═══ READING PASSAGE
In his Laws, Plato lists three kinds of belief which are insulting to the gods: that there are none; that they do not concern themselves with our affairs; that they never refuse to answer our prayers, oblations and sacrifices. He believes that the first error never remains stable in anyone from childhood to old age but that the other two do allow of constancy.5
[A] God’s power and his justice are inseparable. If we implore him to use his power in a wicked cause it is of no avail. Our soul must be pure, at least for that [C] instant [A] when we make our prayer, free from the weight of vicious passions; otherwise we offer him rods for our own chastisement.6 Instead of amending our faults we redouble them by offering God (from whom we ought to be begging forgiveness) emotions full of irreverence and hatred. That is why I do not approve of those whom I see praying to God frequently and regularly if deeds consonant with their prayers do not bear me witness of some reformation and amendment7 –
[B] si, nocturnus adulter,
Tempora Sanctonico velas adoperta cucullo.
[if, for your nightly adultery, you hide beneath an Aquitanian cowl.]8
[C] The position of a man who mingles devotion with a detestable life seems somehow to deserve condemnation more than that of a man who is self-consistent, dissolute in everything. That is why our Church daily excludes all stubborn notorious evildoers from entry into our fellowship.
[A] We say our prayers out of habit and custom, or to put it better, we merely read and utter the words of our prayers. It amounts, in the end, to [C] outward show. [B] And it displeases me to see a man making three signs of the cross at the Benedicite and three more at grace – displeasing me all the more since [C] it is a sign of which I revere and continually employ, not least when I yawn – [B] only9 to see him devoting every other hour of the day to [C] hatred, covetousness and injustice.10 [B] Give vices their hours, then one hour to God – a sort of barter or arrangement! What a miracle it is to see actions so incompatible proceeding at so even a course that at the very point where they pass from one to the other you can notice no break or hesitation.
[C] What monstrous a conscience it is that can find rest while nurturing together in so peaceful and harmonious a fellowship both the crime and the judge in the same abode. If a man has his head full of the demands of lechery, judging it to be something most odious in the sight of God, what does he say to God when he tells him of it? He repents, only to fall again – at once. If as he claims the concept of divine Justice really did strike home, scourging and chastising his soul, then however short his repentance fear itself would force him to cast his mind back to it, making him thenceforth master of those bloated vices which were habitually his.
══════
* REQUIREMENTS *
- A) According to the passage on prayer, why does the Church daily exclude stubborn notorious evildoers from its fellowship?
- B) Reproduce everything in the passage on prayer from "[A] We say our" down to "break or hesitation.".
═══ MATERIAL
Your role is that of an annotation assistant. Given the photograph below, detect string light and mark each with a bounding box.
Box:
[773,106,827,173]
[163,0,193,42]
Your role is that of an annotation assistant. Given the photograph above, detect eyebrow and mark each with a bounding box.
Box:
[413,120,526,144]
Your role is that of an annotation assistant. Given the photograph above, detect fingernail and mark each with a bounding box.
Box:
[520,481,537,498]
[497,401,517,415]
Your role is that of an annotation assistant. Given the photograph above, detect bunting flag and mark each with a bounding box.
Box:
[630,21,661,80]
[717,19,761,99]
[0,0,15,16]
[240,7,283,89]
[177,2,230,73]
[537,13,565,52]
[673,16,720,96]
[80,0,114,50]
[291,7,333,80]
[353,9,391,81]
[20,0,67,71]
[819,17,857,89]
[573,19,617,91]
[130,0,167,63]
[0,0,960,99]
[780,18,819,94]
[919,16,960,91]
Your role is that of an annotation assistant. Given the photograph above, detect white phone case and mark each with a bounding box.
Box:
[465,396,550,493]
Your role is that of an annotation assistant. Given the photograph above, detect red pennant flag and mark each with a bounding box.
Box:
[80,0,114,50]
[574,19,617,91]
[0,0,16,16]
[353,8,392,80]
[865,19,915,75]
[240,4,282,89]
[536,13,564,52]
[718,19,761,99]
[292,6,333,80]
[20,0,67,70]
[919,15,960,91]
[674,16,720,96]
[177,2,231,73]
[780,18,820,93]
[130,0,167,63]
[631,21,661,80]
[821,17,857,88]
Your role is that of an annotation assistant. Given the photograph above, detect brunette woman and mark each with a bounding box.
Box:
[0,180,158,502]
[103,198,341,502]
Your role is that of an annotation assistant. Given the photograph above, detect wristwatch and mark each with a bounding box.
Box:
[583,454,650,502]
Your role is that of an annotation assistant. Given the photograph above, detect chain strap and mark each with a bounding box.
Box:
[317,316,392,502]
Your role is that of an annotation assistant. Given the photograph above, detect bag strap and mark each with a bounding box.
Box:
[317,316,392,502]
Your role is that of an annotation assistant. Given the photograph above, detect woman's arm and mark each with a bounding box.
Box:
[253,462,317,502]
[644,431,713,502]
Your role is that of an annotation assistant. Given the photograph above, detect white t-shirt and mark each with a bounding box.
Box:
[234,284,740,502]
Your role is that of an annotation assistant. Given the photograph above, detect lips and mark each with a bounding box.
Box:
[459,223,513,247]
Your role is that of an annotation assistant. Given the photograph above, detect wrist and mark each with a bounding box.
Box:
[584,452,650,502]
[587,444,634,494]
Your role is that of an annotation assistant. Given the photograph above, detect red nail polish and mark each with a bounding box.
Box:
══════
* COMPLETE ANSWERS *
- A) The passage holds that a man who mingles devotion with a detestable life seems to deserve condemnation more than a man who is self-consistent, dissolute in everything. That is why the Church daily shuts stubborn notorious evildoers out of its fellowship.

- B)
[A] We say our prayers out of habit and custom, or to put it better, we merely read and utter the words of our prayers. It amounts, in the end, to [C] outward show. [B] And it displeases me to see a man making three signs of the cross at the Benedicite and three more at grace – displeasing me all the more since [C] it is a sign of which I revere and continually employ, not least when I yawn – [B] only9 to see him devoting every other hour of the day to [C] hatred, covetousness and injustice.10 [B] Give vices their hours, then one hour to God – a sort of barter or arrangement! What a miracle it is to see actions so incompatible proceeding at so even a course that at the very point where they pass from one to the other you can notice no break or hesitation.